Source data
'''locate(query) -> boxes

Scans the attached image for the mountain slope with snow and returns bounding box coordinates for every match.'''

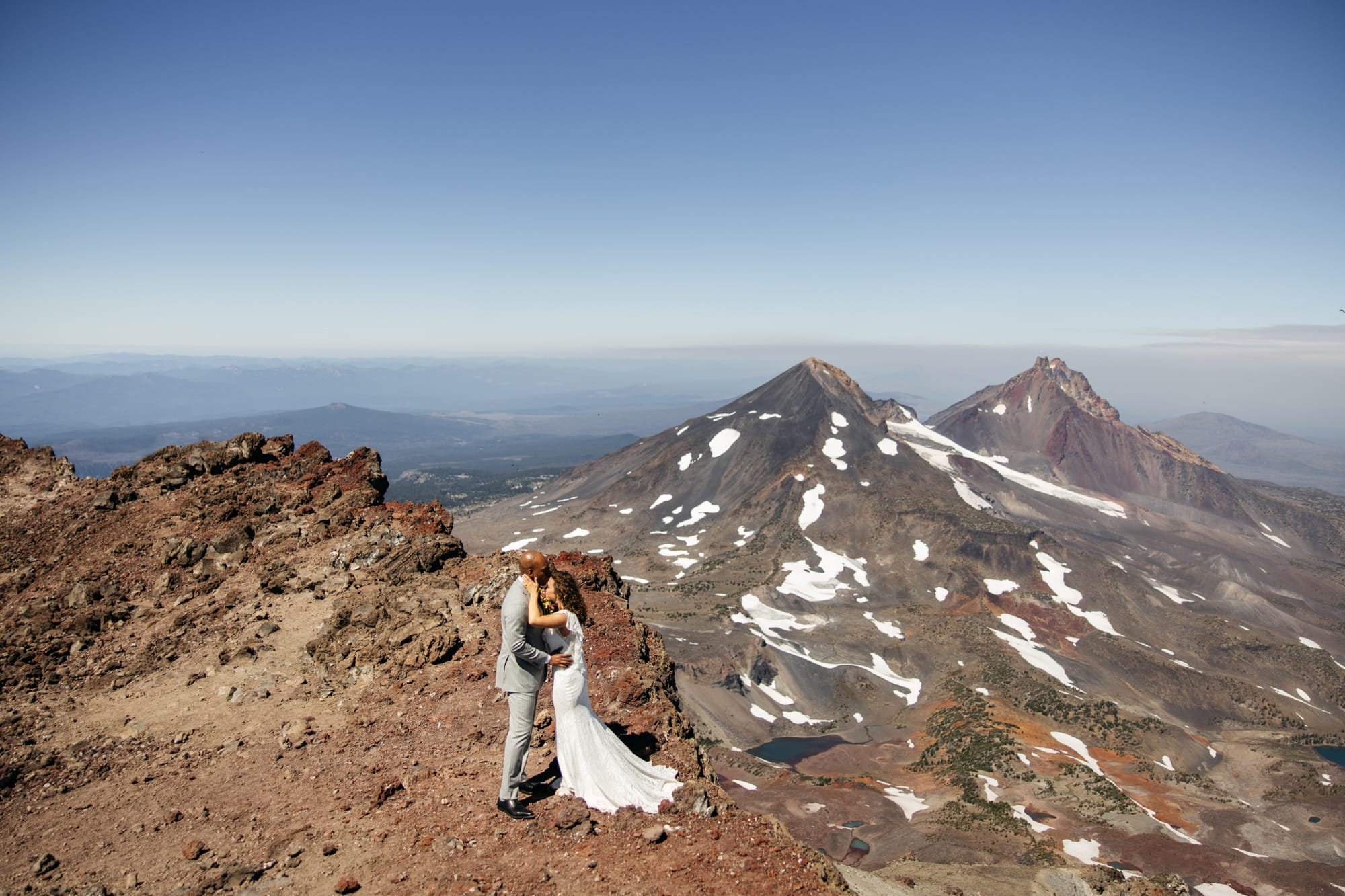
[460,359,1345,887]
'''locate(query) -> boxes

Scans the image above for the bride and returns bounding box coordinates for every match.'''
[527,571,682,814]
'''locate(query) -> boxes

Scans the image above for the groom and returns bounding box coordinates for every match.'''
[495,551,570,818]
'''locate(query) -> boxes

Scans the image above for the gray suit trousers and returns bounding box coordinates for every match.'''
[500,690,537,799]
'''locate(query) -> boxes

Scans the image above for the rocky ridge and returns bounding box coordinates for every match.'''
[0,433,845,893]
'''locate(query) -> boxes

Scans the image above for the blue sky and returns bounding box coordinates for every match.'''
[0,0,1345,352]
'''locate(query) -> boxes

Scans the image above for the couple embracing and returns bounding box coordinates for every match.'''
[495,551,682,818]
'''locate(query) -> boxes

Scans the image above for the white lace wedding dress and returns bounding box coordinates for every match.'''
[550,610,682,814]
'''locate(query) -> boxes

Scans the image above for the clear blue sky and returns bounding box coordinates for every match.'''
[0,0,1345,354]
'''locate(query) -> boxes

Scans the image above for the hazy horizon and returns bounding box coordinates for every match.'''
[0,0,1345,442]
[0,335,1345,448]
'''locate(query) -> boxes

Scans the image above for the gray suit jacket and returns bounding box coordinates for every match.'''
[495,576,550,694]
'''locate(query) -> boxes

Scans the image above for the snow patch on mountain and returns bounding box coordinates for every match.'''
[952,477,994,510]
[677,501,720,529]
[729,595,820,639]
[990,624,1075,688]
[776,537,869,603]
[882,787,929,821]
[1149,579,1196,606]
[799,482,827,529]
[1037,551,1124,638]
[863,611,907,641]
[888,419,1126,520]
[822,438,850,470]
[710,429,742,458]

> Given request
Please retype all of the material above word for word, leaving the pictures out.

> Result
'''locate(query) -> boxes

Scans the attached image for the mountain slope with snow and returns bounding box coordinates for every match.'''

[460,359,1345,887]
'''locate(query) -> boxes

Scans the image above for the bride and returns bounding box coordinates for every match.'''
[527,571,682,814]
'''locate(query) -> boxes

Scans the image above for the groom and returns bounding box coordinates for every match.'''
[495,551,570,818]
'''locate(query) -> boxes

Scans the image above for the gray suit trousers and returns bounding box coordinates for every match.'''
[500,690,537,799]
'''locate(query) -> boxes

Scans the image above for the rocky ridge and returns bounding box coordinates for every match.'''
[0,433,845,893]
'''locate(query) -> boxes

Scans the image above for the blue sky and returns bounding box coordinates for every match.'''
[0,0,1345,352]
'''locate(query) -> boxes

Scans the image above for the couple embracing and returns bounding box coordinates for every match.'''
[495,551,682,818]
'''locate(query) -> boxes

Scans the image above for the white lace wedding dress and returns bounding box coordinates for every match.'''
[550,610,682,814]
'''locate(query) -> boxes

Scans the image above for the clear blue sky and returns bounding box coordinates for every match.'''
[0,0,1345,354]
'''locate(query) -> boxes

Scans the image above for the hazy horizon and returns bounding box coordinates for every match.'''
[0,0,1345,442]
[0,335,1345,448]
'''locate(query) -> boxes

Scans the image above for the gray suit jacket and returns bounding box coordinates for every match.'''
[495,576,550,694]
'''locate(query) -> boxes

Scans the image above for the snow patch on mountain and returns bounding box coordinates for every match.'''
[952,477,994,510]
[677,501,720,529]
[729,595,820,639]
[990,624,1075,688]
[776,537,869,603]
[882,787,929,821]
[1149,579,1196,606]
[799,482,827,529]
[1037,551,1124,638]
[863,611,907,641]
[888,419,1126,520]
[822,438,850,470]
[710,429,742,458]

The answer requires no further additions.